**GIVEN PROBLEM:**
Which lines below contain the word "rear", with case counting? Gather every such line and copy it out in full.

**LISTED ENTRIES:**

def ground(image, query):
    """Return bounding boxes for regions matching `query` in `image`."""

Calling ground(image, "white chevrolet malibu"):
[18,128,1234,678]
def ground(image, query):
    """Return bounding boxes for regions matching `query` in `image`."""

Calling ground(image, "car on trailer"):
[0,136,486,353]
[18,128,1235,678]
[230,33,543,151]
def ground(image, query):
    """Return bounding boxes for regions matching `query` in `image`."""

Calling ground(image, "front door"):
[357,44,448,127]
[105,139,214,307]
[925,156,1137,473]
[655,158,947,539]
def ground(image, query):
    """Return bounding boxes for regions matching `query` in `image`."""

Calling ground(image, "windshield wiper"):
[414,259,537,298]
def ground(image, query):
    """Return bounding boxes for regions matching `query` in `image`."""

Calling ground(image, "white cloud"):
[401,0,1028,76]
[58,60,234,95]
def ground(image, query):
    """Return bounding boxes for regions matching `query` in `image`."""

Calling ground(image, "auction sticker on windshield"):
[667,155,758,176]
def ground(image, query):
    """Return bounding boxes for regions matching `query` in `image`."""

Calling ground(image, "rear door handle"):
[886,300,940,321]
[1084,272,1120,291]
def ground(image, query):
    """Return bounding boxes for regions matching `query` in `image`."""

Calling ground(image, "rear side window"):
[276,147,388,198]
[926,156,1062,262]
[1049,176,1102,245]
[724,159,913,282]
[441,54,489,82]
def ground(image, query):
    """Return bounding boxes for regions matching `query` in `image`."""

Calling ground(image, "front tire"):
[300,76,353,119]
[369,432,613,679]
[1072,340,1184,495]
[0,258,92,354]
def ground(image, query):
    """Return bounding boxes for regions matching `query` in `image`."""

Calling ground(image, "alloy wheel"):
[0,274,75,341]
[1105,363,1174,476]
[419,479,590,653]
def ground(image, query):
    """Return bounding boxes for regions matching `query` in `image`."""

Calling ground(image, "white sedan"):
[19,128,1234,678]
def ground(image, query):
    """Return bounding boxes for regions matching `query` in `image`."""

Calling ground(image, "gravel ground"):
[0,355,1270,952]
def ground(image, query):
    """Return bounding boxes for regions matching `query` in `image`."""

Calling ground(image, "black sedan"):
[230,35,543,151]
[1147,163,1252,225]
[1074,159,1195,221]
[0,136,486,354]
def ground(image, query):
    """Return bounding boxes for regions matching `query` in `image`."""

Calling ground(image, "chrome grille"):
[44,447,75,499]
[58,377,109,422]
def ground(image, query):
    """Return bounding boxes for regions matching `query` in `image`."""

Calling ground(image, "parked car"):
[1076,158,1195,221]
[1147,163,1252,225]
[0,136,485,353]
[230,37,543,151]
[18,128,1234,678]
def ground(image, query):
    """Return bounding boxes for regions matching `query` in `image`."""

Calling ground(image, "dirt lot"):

**EXPECTED ANSWER:**
Calling ground(image, "rear door handle"):
Calling ground(image, "rear side window"):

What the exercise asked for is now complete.